SELECTED EXCERPT:
++++++++++++++++++++

6 Tutorial: Text manipulation with stringr

After working through Tutorial 6, you’ll…

  • understand the concept of string patterns and regular expressions
  • know how to search for string patterns

6.1 What’s stringr?

The stringr package is another package of the tidyverse family, i.e., it comes pre-installed with the tidyverse. The package offers a neat set of functions that makes working with strings really simple for beginners. Therefore, stringr is a good place to start getting into text data management. A string is a data type that is used to represent text rather than numbers.

6.2 Working with strings

Let’s create a vector containing some email addresses and print them to the console.

emails <- c("mark@example.com", "john@example.com", "lisa@example.org", "peter@example.net", "jane@example.co.uk", "tim@example.edu", "emmajay@example.gov")

emails
## [1] "mark@example.com"    "john@example.com"    "lisa@example.org"   
## [4] "peter@example.net"   "jane@example.co.uk"  "tim@example.edu"    
## [7] "emmajay@example.gov"

We can use the str_length() function to find out how many characters each email address contains.

str_length(emails)
## [1] 16 16 16 17 18 15 19

That was easy. Next, we want to join multiple strings into a single string. We will use the str_c() function.

str_c(emails, collapse = " and ")
## [1] "mark@example.com and john@example.com and lisa@example.org and peter@example.net and jane@example.co.uk and tim@example.edu and emmajay@example.gov"
# If collapse is not NULL, it will be inserted between elements of the result, here: and

You can also change the order of the str_c function:

str_c("My favourite correspondent is: ", emails, collapse = NULL) 
## [1] "My favourite correspondent is: mark@example.com"   
## [2] "My favourite correspondent is: john@example.com"   
## [3] "My favourite correspondent is: lisa@example.org"   
## [4] "My favourite correspondent is: peter@example.net"  
## [5] "My favourite correspondent is: jane@example.co.uk" 
## [6] "My favourite correspondent is: tim@example.edu"

++++++++++++++++++++

DATASET EXCERPT:
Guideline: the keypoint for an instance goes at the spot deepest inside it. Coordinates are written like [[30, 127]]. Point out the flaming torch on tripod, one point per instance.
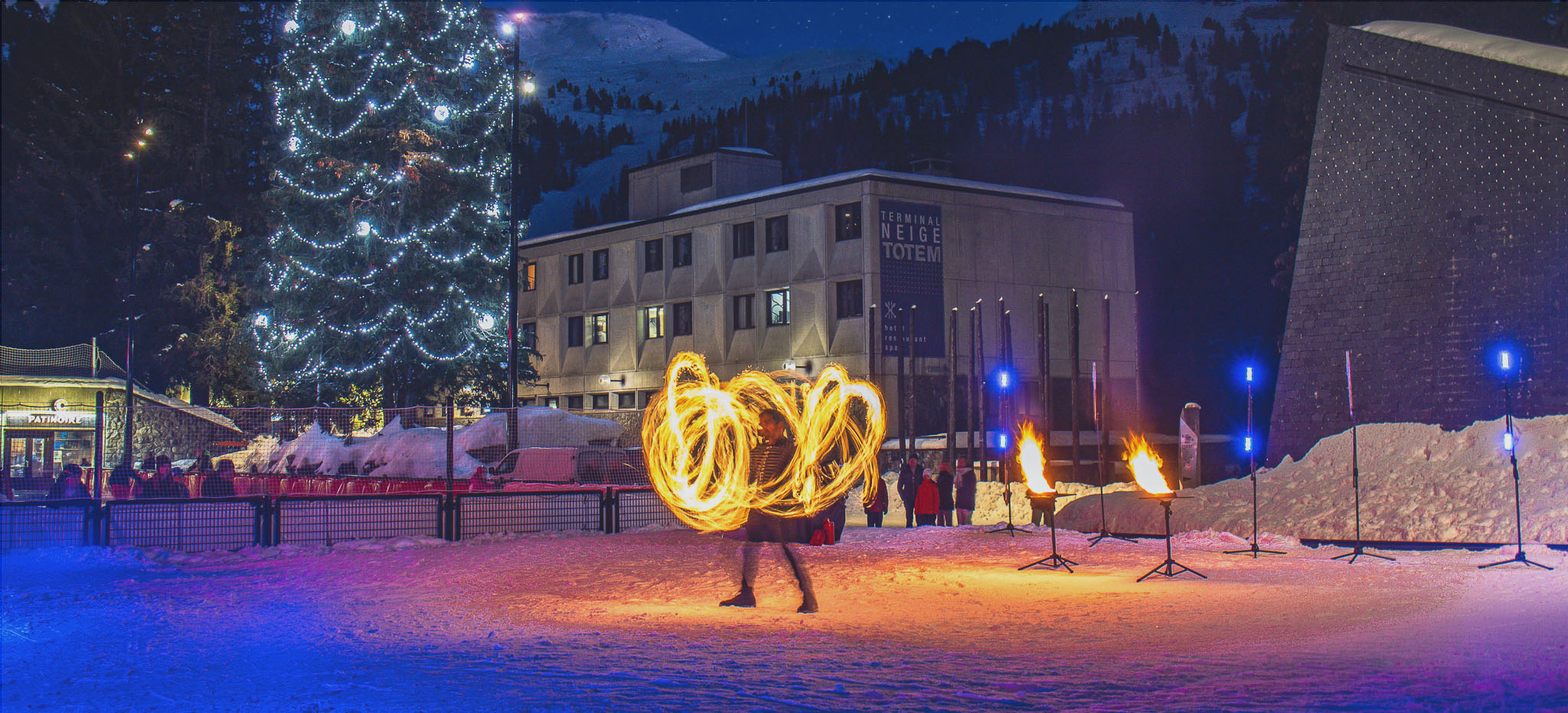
[[1147, 472], [1032, 461]]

++++++++++++++++++++

YOUR TASKS:
1/ According to the stringr tutorial, which function gives the number of characters in each email address?
2/ Continue the stringr tutorial from the point where it ends.

EXPECTED RESPONSES:
1/ The str_length() function.

2/
## [7] "My favourite correspondent is: emmajay@example.gov"

If we want to extract substrings from a character vector, for example, keeping only the user part of each email address, we can use the str_sub() function.

str_sub(emails, start = 1, end = str_locate(emails, "@") - 1) 
##  [1] "mark"    "john"    "lisa"    "peter"   "jane"    "tim"     "emmajay"
##  [8] "mark"    "john"    "lisa"    "peter"   "jane"    "tim"     "emmajay"

6.3 Working with string patterns

Often we want to search for certain string patterns in a text document. String patterns are character sequences (for instance, letter, numbers, or special characters). Suppose we have some email addresses where ‘@’ was wrongly replaced with ‘#’.

wrong_emails <- c("mark#example.com", "john@example.com", "lisa@example.org", "peter@example.net", "jane@example.co.uk", "tim@example.edu", "emmajay@example.gov")

We can search for the string pattern “#” and replace it with “@” automatically. Let’s first identify the emails that contain ‘#’ using str_detect().

str_detect(wrong_emails, "#")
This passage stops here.